▶ **Work to complete**:
Reproduce the entries below with every occurrence of "beige" changed to "gray" and everything else left as it is. Omit the pictures from your reproduction.

▶ **Records to process**:
::::::::

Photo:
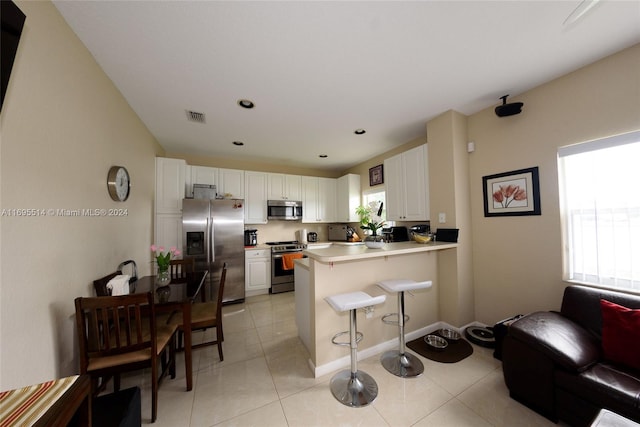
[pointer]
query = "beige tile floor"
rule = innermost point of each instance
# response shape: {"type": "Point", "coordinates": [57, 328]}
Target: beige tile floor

::::::::

▶ **Response**:
Photo:
[pointer]
query = "gray tile floor"
rule = innermost point of each instance
# response shape: {"type": "Point", "coordinates": [57, 328]}
Target: gray tile floor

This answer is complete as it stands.